++++ EXTRACTED INFORMATION
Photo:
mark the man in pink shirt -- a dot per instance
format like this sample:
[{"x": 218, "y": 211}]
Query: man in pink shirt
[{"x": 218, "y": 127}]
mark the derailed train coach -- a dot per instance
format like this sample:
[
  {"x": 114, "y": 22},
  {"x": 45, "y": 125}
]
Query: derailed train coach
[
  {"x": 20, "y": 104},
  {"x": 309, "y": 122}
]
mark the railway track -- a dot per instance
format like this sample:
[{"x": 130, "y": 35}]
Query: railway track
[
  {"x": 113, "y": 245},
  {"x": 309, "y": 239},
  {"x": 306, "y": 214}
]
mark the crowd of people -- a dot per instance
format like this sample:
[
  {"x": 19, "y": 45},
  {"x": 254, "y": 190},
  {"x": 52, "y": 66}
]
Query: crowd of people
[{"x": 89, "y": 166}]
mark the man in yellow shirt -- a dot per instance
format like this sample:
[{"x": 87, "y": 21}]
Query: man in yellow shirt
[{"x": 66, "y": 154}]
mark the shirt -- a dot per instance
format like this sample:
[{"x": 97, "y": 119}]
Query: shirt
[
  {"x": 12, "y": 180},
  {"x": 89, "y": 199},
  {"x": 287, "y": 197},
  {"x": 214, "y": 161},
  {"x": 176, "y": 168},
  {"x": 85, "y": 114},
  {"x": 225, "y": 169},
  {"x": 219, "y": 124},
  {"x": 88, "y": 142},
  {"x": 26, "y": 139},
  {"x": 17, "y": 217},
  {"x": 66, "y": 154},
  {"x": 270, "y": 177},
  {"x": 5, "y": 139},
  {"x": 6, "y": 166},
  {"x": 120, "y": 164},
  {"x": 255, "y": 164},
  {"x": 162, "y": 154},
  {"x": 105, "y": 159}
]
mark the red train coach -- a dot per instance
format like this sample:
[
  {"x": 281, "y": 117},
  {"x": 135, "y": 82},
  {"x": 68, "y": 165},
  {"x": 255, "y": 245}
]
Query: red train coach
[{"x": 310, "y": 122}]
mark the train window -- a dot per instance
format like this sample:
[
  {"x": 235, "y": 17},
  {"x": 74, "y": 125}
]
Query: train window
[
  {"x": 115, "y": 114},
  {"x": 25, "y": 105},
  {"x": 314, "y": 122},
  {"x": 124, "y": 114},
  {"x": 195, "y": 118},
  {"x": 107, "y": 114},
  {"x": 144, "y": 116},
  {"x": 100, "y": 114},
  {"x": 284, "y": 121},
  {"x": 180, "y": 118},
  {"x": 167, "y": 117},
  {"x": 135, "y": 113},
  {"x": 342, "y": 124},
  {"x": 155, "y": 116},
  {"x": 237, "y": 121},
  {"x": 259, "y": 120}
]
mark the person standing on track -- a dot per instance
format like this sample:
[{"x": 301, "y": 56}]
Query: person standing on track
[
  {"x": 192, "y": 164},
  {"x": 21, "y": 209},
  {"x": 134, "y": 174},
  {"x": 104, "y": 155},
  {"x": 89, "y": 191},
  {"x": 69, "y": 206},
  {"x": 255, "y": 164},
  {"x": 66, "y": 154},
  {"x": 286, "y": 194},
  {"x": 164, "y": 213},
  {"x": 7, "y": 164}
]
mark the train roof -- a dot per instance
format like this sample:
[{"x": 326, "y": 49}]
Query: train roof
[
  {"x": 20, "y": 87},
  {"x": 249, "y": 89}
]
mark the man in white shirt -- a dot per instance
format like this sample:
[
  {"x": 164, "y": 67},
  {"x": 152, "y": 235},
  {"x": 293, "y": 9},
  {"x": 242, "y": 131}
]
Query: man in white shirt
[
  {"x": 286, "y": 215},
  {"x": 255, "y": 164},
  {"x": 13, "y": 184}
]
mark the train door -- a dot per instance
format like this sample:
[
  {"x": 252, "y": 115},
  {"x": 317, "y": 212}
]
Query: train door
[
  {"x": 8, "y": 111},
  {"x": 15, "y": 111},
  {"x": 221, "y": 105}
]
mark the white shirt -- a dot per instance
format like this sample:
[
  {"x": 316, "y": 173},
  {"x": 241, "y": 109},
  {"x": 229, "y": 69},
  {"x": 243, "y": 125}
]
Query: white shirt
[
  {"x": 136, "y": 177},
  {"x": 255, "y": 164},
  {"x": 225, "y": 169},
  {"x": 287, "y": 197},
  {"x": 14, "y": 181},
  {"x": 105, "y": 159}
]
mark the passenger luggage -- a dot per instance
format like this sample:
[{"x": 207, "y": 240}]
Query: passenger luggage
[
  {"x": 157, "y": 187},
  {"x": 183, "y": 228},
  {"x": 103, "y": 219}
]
++++++++
++++ EXTRACTED INFORMATION
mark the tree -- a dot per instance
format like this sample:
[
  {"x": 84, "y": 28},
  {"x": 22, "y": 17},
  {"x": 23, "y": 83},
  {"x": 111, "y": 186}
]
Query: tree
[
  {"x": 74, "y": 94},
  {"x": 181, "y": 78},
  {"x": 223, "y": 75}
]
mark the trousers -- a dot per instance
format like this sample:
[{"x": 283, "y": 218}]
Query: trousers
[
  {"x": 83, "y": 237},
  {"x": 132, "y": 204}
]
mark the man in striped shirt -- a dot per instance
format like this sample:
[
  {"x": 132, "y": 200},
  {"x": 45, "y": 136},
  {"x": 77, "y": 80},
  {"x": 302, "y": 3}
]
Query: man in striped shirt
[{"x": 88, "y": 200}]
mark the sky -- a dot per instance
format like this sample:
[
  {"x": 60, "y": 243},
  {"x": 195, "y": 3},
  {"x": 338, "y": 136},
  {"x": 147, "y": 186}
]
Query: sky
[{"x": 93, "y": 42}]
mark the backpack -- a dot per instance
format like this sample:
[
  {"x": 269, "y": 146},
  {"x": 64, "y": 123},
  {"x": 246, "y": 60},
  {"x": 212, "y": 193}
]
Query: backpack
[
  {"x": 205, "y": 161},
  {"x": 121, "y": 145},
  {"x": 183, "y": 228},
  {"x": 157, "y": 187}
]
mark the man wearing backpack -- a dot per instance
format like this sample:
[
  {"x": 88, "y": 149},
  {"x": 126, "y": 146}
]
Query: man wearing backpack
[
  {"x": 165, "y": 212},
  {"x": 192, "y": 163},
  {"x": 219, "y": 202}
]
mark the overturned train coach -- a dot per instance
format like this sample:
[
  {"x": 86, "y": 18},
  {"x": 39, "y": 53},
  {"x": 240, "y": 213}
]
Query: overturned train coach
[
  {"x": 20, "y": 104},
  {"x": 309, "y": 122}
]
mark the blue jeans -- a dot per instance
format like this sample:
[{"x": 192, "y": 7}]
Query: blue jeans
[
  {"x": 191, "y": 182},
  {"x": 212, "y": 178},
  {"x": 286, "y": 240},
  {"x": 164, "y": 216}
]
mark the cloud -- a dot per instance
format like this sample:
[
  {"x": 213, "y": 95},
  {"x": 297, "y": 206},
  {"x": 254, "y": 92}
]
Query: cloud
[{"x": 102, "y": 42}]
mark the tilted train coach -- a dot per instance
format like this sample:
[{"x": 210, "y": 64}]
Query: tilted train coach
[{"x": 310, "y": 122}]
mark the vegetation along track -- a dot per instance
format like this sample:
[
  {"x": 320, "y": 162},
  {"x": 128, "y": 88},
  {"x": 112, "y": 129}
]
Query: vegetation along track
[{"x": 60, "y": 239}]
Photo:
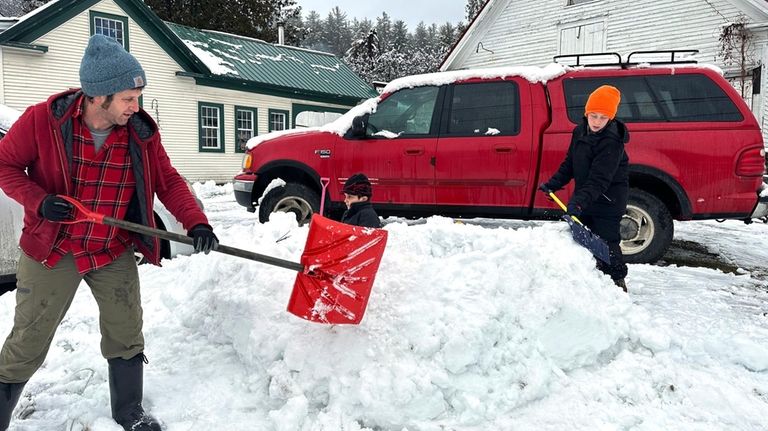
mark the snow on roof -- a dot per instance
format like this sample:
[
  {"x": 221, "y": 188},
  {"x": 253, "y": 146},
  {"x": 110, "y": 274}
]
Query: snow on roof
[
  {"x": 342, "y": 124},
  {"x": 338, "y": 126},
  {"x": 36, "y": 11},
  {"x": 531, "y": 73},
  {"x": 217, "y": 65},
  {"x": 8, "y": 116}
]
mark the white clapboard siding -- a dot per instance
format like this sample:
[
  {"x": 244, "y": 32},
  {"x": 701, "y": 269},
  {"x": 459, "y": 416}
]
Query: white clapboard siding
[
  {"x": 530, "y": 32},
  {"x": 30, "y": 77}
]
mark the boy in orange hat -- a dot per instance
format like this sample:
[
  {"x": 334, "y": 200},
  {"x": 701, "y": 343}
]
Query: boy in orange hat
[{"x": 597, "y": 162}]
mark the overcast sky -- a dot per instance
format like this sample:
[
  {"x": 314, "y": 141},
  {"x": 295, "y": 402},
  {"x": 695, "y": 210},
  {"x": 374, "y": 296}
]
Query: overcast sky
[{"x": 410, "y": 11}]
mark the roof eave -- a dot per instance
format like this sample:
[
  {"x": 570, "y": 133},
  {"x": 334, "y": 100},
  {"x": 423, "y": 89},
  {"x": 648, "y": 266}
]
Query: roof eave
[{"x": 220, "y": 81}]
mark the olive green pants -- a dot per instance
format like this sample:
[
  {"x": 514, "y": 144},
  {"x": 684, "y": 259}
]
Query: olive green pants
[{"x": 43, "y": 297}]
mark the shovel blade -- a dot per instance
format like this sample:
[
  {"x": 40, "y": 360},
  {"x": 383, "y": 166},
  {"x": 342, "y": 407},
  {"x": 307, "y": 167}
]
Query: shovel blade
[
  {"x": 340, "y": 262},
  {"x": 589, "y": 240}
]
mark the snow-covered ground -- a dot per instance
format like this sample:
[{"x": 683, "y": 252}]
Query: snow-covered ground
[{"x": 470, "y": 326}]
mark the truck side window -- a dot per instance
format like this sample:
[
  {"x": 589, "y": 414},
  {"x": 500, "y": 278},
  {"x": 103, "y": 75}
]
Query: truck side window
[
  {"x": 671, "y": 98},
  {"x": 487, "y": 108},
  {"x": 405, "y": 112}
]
++++++++
**EXERCISE:**
Collect every line in the rows above that contains the word "luggage", and copy each one unchanged.

**FULL SOLUTION:**
mark the passenger luggage -- a dot per instance
Query: passenger luggage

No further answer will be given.